_Aim_: Can you repeat the entries from the line containing "Where can you find the sky?" through the line containing "point(102, 61)", switching "sky" to "clouds" and leaving everything else as it is?

_Dataset records_:
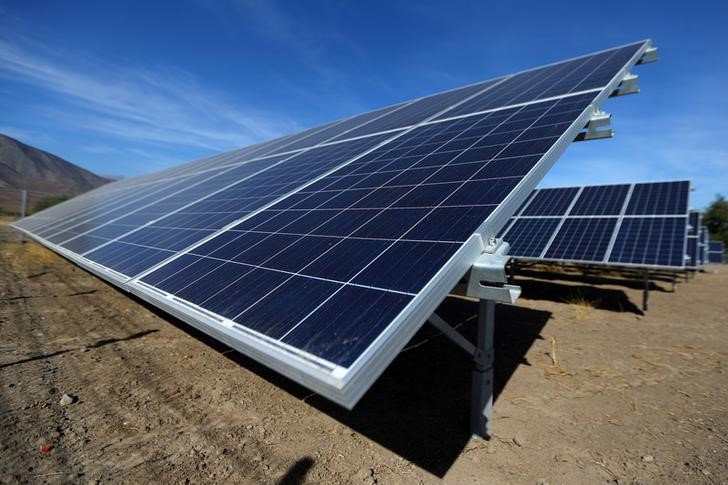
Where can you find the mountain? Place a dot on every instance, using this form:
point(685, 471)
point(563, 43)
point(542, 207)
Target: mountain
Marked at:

==

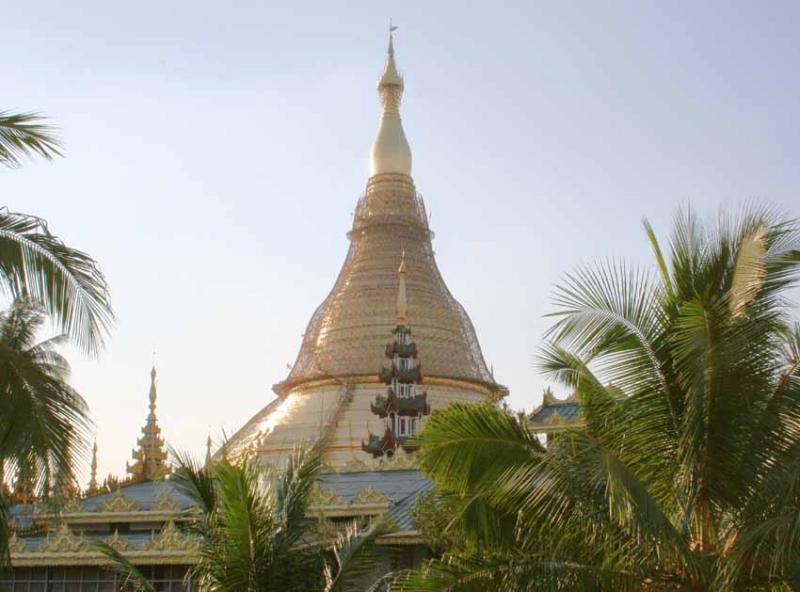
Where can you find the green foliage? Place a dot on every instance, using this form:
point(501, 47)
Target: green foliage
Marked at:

---

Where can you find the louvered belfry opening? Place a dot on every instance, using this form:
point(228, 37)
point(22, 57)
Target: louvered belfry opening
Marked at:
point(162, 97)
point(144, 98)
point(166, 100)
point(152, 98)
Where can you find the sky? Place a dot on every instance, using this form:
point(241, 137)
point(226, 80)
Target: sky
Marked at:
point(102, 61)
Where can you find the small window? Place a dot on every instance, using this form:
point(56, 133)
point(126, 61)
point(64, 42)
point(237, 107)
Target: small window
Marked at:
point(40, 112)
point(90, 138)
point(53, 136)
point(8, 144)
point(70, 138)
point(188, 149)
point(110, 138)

_Exercise solution_:
Where can you find the clouds? Place a dot on every instance, using this form:
point(241, 137)
point(226, 80)
Target: clouds
Marked at:
point(102, 61)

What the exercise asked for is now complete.